= Document =

▬▬▬▬▬▬▬▬▬▬

So, his story. My father was born in Argentina. His parents were of Russian descent. The whole family came to settle in France in the '30s. His parents were Jewish, Russian and above all, very poor. So at the age of 14 my father had to work. And with his only diploma, his primary education certificate, he found himself working at a dyer - dry cleaner. That's where he discovered something totally magical, and when he talks about it, it's fascinating—it's the magic of dyeing chemistry. During that time the war was happening and his mother was killed when he was 15. This coincided with the time when he threw himself body and soul into chemistry because it was the only consolation for his sadness. All day he would ask many questions to his boss to learn, to accumulate more and more knowledge, and at night, when no one was looking, he'd put his experience to practice. He was mostly interested in ink bleaching.

All this to tell you that if my father became a forger, actually, it was almost by accident. His family was Jewish, so they were hounded. Finally they were all arrested and taken to the Drancy camp and they managed to get out at the last minute thanks to their Argentinean papers. Well, they were out, but they were always in danger. The big "Jew" stamp was still on their papers. It was my grandfather who decided they needed false documents. My father had been instilled with such respect for the law that although he was being persecuted, he'd never thought of false papers. But it was he who went to meet a man from the Resistance.

In those times documents had hard covers, they were filled in by hand, and they stated your job. In order to survive, he needed to be working. He asked the man to write "dyer." Suddenly the man looked very, very interested. As a "dyer," do you know how to bleach ink marks? Of course he knew. And suddenly the man started explaining that actually the whole Resistance had a huge problem: even the top experts could not manage to bleach an ink, called "indelible," the "Waterman" blue ink. And my father immediately replied that he knew exactly how to bleach it. Now, of course, the man was very impressed with this young man of 17 who could immediately give him the formula, so he recruited him. And actually, without knowing it, my father had invented something we can find in every schoolchild's pencil case: the so-called "correction pen." (Applause)

But it was only the beginning. That's my father. As soon as he got to the lab, even though he was the youngest, he immediately saw that there was a problem with the making of forged documents. All the movements stopped at falsifying. But demand was ever-growing and it was difficult to tamper with existing documents. He told himself it was necessary to make them from scratch. He started a press. He started photoengraving. He started making rubber stamps. He started inventing all kind of things—with some materials he invented a centrifuge using a bicycle wheel. Anyway, he had to do all this because he was completely obsessed with output. He had made a simple calculation: In one hour he could make 30 forged documents. If he slept one hour, 30 people would die.

This sense of responsibility for other people's lives when he was just 17—and also his guilt for being a survivor, since he had escaped the camp when his friends had not—stayed with him all his life. And this is maybe what explains why, for 30 years, he continued to make false papers at the expense of all kinds of sacrifices. I'd like to talk about those sacrifices, because there were many. There were obviously financial sacrifices because he always refused to be paid. To him, being paid would have meant being a mercenary. If he had accepted payment, he wouldn't be able to say "yes" or "no" depending on what he deemed a just or unjust cause. So he was a photographer by day, and a forger by night for 30 years. He was broke all of the time.

▬▬▬▬▬▬▬▬▬▬

(Stored data entries)
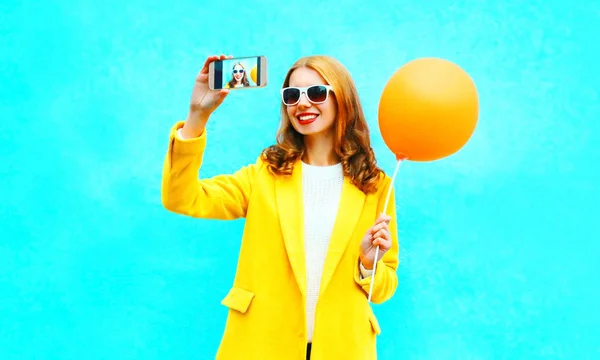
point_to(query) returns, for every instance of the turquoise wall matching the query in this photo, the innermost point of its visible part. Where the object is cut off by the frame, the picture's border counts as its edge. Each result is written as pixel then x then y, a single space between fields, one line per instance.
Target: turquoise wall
pixel 500 242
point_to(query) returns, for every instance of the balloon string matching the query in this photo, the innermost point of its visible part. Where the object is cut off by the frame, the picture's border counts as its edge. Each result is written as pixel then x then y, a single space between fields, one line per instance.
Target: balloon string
pixel 387 201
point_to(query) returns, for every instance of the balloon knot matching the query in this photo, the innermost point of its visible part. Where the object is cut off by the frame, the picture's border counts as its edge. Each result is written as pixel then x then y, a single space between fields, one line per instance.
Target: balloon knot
pixel 401 157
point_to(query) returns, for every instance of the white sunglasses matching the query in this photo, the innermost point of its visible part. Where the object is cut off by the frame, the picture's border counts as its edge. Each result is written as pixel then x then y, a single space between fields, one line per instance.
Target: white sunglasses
pixel 316 94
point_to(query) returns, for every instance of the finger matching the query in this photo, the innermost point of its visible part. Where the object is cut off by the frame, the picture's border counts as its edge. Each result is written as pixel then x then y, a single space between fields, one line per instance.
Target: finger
pixel 383 233
pixel 384 245
pixel 378 227
pixel 209 59
pixel 221 96
pixel 384 218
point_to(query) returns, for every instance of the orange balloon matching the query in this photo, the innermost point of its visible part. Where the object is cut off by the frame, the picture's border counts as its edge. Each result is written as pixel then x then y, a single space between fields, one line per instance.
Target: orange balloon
pixel 428 110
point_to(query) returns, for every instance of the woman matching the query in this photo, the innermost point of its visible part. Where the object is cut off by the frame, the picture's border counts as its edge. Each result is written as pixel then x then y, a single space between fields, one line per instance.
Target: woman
pixel 239 78
pixel 313 206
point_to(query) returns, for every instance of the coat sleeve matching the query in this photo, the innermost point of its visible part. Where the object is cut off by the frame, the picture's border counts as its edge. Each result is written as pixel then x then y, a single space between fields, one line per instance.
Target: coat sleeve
pixel 386 278
pixel 223 197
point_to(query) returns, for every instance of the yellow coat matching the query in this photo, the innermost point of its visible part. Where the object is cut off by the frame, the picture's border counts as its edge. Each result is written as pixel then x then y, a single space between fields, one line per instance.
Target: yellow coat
pixel 266 318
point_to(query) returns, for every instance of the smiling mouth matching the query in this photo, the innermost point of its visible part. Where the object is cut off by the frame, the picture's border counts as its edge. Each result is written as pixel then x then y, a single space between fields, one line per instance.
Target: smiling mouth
pixel 306 119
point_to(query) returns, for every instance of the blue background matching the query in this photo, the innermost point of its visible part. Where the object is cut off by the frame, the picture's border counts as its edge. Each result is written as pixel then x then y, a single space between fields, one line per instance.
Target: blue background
pixel 500 242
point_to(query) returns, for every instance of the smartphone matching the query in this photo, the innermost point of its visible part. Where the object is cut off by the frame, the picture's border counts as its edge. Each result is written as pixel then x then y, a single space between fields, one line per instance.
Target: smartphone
pixel 238 73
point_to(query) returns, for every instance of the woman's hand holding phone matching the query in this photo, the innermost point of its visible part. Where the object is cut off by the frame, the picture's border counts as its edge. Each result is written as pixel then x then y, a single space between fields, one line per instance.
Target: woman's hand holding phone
pixel 203 102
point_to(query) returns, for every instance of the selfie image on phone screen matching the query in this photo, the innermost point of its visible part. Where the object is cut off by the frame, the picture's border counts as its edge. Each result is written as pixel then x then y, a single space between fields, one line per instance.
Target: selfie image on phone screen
pixel 238 73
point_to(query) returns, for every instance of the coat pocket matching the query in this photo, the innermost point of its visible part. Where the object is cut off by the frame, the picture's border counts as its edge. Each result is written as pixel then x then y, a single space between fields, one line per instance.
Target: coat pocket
pixel 238 299
pixel 374 323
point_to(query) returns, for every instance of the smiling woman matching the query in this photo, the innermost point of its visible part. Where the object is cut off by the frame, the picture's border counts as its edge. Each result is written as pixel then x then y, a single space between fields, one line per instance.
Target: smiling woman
pixel 320 189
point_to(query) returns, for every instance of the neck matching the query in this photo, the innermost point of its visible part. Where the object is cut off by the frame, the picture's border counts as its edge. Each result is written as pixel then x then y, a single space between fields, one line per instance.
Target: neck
pixel 319 150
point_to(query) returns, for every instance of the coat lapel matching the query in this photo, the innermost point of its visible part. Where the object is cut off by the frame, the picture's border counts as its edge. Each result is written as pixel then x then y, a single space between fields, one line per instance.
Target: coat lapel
pixel 291 216
pixel 350 208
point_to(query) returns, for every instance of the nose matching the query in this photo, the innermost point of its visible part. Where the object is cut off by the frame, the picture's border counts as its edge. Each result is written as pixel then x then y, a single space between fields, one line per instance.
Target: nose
pixel 304 101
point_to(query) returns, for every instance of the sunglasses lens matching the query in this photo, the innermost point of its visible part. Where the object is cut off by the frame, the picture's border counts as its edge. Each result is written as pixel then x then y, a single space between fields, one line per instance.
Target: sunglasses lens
pixel 317 93
pixel 291 96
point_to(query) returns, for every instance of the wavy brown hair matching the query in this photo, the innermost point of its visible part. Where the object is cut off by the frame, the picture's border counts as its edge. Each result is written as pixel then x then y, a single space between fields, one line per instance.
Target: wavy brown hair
pixel 352 141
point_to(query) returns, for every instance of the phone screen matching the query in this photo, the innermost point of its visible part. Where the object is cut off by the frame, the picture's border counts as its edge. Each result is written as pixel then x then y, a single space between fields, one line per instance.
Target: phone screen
pixel 237 72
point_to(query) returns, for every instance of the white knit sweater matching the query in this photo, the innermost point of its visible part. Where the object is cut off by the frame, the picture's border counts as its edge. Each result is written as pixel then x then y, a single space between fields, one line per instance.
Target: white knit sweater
pixel 322 189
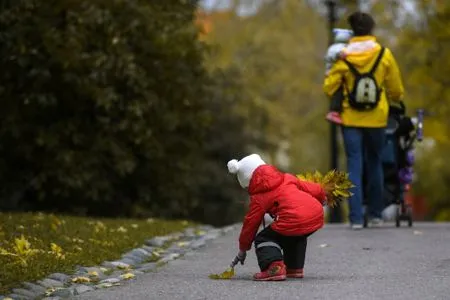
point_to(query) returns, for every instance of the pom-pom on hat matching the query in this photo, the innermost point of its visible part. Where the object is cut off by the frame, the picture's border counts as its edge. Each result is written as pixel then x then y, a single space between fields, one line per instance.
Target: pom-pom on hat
pixel 245 167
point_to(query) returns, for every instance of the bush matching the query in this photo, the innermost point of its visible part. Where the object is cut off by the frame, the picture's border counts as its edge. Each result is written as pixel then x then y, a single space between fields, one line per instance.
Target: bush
pixel 106 110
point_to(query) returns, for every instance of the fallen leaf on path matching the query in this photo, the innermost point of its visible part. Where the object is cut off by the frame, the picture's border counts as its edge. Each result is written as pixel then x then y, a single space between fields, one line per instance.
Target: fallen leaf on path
pixel 127 276
pixel 183 244
pixel 228 274
pixel 81 279
pixel 107 285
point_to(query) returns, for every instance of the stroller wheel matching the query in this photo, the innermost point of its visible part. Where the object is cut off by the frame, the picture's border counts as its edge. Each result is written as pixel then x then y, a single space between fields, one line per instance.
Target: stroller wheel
pixel 409 214
pixel 397 217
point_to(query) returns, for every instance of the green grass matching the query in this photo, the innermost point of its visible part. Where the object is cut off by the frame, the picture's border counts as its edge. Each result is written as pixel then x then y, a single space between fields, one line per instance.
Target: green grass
pixel 77 241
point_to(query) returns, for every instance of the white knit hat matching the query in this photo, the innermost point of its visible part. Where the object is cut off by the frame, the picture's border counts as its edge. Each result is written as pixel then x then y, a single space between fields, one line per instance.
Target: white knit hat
pixel 245 168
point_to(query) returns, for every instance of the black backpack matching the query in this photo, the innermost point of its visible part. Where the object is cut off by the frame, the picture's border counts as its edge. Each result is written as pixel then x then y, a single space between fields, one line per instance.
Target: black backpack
pixel 366 92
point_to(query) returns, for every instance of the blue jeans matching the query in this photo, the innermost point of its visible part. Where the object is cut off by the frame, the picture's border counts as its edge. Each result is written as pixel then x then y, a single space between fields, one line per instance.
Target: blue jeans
pixel 365 145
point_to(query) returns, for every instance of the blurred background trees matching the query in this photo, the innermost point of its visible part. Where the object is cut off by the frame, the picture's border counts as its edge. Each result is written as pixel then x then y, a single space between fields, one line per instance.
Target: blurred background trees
pixel 133 108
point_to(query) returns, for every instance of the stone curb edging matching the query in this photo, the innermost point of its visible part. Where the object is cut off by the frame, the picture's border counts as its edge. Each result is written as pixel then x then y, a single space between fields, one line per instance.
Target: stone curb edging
pixel 155 253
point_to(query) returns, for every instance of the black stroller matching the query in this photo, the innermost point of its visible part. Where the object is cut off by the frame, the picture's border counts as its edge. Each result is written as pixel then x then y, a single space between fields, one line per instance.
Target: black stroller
pixel 398 159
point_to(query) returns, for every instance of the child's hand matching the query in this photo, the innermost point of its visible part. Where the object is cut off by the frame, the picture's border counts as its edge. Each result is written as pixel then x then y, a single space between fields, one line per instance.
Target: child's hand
pixel 342 55
pixel 240 257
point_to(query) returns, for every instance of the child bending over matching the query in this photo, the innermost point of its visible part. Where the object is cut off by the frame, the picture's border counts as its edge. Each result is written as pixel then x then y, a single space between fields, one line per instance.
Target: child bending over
pixel 297 209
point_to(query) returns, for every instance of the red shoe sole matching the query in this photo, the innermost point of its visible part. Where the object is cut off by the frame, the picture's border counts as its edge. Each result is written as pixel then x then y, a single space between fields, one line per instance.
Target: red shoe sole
pixel 273 278
pixel 333 120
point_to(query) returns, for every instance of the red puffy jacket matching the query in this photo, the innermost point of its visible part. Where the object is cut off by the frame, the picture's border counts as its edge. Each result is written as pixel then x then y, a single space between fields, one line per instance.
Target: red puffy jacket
pixel 296 205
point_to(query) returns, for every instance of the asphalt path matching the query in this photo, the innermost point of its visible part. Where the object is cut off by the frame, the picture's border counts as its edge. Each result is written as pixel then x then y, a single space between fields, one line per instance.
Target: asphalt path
pixel 379 263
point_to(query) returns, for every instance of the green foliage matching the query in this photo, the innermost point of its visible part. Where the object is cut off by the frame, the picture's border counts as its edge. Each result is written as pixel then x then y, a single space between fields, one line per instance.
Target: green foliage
pixel 425 61
pixel 278 53
pixel 108 110
pixel 51 243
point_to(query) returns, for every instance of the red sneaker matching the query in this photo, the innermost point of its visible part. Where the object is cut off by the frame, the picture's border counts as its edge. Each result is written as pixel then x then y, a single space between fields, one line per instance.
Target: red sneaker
pixel 334 117
pixel 275 272
pixel 295 273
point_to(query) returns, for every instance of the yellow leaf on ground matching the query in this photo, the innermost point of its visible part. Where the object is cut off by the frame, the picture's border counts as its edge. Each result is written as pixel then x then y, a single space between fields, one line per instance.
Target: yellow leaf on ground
pixel 127 276
pixel 228 274
pixel 81 279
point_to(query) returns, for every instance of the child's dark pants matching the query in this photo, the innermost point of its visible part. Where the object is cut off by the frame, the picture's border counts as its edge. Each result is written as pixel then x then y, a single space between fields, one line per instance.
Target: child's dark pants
pixel 270 244
pixel 336 100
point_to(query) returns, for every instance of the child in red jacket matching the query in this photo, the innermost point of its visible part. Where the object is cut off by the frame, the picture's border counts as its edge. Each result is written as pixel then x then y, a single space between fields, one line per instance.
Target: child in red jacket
pixel 297 207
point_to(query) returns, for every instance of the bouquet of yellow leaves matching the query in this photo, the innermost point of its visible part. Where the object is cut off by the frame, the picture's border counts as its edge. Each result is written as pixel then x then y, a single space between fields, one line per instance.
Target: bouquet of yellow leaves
pixel 335 183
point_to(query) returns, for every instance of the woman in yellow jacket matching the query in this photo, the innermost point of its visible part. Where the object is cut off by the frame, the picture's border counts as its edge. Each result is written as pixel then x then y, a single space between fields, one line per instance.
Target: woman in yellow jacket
pixel 363 127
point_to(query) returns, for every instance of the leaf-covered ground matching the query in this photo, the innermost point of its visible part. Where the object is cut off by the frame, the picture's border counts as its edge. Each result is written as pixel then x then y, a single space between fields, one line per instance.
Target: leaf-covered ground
pixel 33 246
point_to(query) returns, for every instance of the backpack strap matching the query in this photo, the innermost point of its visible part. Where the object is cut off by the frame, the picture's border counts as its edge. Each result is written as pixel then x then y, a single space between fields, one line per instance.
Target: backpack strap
pixel 377 62
pixel 374 67
pixel 352 68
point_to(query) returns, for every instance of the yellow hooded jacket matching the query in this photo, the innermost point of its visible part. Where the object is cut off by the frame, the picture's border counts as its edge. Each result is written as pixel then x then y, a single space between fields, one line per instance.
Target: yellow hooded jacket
pixel 362 52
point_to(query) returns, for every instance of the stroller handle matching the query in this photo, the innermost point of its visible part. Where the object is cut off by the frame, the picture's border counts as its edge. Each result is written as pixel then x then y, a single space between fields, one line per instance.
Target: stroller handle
pixel 420 115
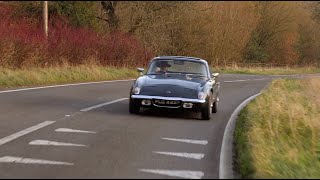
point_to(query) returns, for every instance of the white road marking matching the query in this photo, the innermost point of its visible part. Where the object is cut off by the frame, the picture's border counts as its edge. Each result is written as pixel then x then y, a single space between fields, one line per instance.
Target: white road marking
pixel 63 85
pixel 73 130
pixel 182 154
pixel 11 159
pixel 52 143
pixel 202 142
pixel 103 104
pixel 24 132
pixel 226 161
pixel 176 173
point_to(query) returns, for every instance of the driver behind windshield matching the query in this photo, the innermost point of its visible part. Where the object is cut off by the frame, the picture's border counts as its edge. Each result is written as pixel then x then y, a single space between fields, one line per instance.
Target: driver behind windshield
pixel 162 67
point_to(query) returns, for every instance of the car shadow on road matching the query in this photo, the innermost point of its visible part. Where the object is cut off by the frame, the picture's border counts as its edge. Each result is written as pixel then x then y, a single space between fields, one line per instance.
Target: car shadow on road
pixel 169 113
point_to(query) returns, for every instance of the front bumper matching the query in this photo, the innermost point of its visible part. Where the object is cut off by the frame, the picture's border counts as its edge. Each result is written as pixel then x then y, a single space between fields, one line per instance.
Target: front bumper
pixel 197 103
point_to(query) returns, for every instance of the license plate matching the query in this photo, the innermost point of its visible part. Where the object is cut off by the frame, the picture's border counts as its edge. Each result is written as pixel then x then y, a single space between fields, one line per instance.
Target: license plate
pixel 166 102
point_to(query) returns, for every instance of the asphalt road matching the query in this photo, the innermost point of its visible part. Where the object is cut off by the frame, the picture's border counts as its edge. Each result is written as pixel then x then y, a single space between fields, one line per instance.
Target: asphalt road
pixel 112 143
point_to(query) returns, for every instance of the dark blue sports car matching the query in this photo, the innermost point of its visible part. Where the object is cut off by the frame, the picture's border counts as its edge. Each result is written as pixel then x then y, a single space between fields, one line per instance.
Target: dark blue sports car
pixel 176 82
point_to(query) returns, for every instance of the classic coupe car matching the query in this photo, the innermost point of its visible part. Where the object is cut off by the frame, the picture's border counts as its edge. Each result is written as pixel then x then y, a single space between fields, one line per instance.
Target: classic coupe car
pixel 176 82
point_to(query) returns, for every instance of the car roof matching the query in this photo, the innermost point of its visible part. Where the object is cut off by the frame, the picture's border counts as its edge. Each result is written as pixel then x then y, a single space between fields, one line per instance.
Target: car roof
pixel 180 58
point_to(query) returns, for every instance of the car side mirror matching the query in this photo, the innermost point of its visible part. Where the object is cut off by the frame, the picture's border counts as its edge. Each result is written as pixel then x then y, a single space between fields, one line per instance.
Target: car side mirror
pixel 215 75
pixel 140 70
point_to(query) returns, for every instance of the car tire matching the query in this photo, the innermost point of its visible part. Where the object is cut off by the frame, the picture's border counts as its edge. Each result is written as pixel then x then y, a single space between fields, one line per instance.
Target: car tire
pixel 206 110
pixel 215 107
pixel 134 108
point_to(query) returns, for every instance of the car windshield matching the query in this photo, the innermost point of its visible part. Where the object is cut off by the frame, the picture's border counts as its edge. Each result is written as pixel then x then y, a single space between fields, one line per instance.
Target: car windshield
pixel 177 66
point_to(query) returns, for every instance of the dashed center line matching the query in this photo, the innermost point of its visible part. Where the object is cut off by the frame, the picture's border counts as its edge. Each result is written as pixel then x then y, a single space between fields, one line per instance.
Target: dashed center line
pixel 201 142
pixel 24 132
pixel 182 154
pixel 73 130
pixel 21 160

▬▬▬▬▬▬▬▬▬▬

= Work instructions =
a. In the account of the father who forged papers, list everything he started doing once he decided forged documents had to be made from scratch.
b. Carry the account of the father who forged papers forward from its final sentence.

= Results for each task =
a.
- A press
- Photoengraving
- Making rubber stamps
- Inventing all kinds of things, including a centrifuge made with a bicycle wheel

b.
Then there were the emotional sacrifices: How can one live with a woman while having so many secrets? How can one explain what one does at night in the lab, every single night? Of course, there was another kind of sacrifice involving his family that I understood much later. One day my father introduced me to my sister. He also explained to me that I had a brother, too, and the first time I saw them I must have been three or four, and they were 30 years older than me. They are both in their sixties now.

In order to write the book, I asked my sister questions. I wanted to know who my father was, who was the father she had known. She explained that the father that she'd had would tell them he'd come and pick them up on Sunday to go for a walk. They would get all dressed up and wait for him, but he would almost never come. He'd say, "I'll call." He wouldn't call. And then he would not come. Then one day he totally disappeared. Time passed, and they thought he had surely forgotten them, at first. Then as time passed, at the end of almost two years, they thought, "Well, perhaps our father has died." And then I understood that asking my father so many questions was stirring up a whole past he probably didn't feel like talking about because it was painful. And while my half brother and sister thought they'd been abandoned, orphaned, my father was making false papers. And if he did not tell them, it was of course to protect them.

After the liberation he made false papers to allow the survivors of concentration camps to immigrate to Palestine before the creation of Israel. And then, as he was a staunch anti-colonialist, he made false papers for Algerians during the Algerian war. After the Algerian war, at the heart of the international resistance movements, his name circulated and the whole world came knocking at his door. In Africa there were countries fighting for their independence: Guinea, Guinea-Bissau, Angola. And then my father connected with Nelson Mandela's anti-apartheid party. He made false papers for persecuted black South Africans.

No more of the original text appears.